- _GOAL_
Reproduce every line from the one containing "the white stork" down to the final line, requests included, shifting each coordinate in the answers up by 34.

-- Begin RECORDS --

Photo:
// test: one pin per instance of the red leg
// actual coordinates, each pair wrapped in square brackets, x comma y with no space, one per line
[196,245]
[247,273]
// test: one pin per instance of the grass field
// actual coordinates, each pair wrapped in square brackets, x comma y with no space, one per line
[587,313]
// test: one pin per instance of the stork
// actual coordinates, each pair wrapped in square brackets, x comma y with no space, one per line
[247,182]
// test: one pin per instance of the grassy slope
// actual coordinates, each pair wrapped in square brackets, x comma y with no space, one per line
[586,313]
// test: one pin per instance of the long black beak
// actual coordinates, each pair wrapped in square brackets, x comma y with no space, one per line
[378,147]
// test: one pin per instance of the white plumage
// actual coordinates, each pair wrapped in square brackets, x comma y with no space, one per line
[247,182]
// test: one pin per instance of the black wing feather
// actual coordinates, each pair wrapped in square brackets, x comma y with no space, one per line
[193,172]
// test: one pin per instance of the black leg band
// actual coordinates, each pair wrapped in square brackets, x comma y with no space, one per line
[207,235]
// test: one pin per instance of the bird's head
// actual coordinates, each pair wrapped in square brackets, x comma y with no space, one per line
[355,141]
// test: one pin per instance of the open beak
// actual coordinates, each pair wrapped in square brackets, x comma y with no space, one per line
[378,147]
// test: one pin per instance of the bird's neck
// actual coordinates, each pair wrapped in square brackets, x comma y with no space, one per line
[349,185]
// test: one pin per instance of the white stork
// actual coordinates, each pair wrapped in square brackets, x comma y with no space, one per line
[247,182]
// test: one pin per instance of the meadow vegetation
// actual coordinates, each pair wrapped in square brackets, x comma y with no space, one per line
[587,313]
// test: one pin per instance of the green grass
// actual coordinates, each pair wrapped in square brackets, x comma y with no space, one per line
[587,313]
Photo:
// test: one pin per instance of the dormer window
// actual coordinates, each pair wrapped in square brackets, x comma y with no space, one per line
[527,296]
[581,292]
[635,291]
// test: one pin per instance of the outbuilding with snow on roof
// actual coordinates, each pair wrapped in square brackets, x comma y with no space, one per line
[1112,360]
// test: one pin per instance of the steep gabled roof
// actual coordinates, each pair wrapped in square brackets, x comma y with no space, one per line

-- End RECORDS --

- _ANSWER IN FULL_
// test: one pin per instance of the white stork
// actual coordinates, each pair wrapped in square brackets, x comma y with no space, one per line
[281,216]
// test: one pin per instance of the meadow vegetation
// actual coordinates, each pair wrapped in square brackets, x comma y with no space, one per line
[621,347]
// test: one pin per instance of the green grass
// actual coordinates, each pair wrapped in square brackets, x comma y with no space, one per line
[621,347]
Photo:
// test: one pin per instance of the dormer window
// actual coordinates, each pair wrapped in square brackets, x comma y with no space, one per line
[561,330]
[615,326]
[669,325]
// test: one pin per instance of the outbuilding with snow on roof
// actual coordinates, each pair wrapped in square brackets, x comma y with no space, one per line
[1146,394]
// test: one pin per instance of the steep gabled roof
// actual coordinates, each pair wrapped in square brackets, x comma y with no space, one per line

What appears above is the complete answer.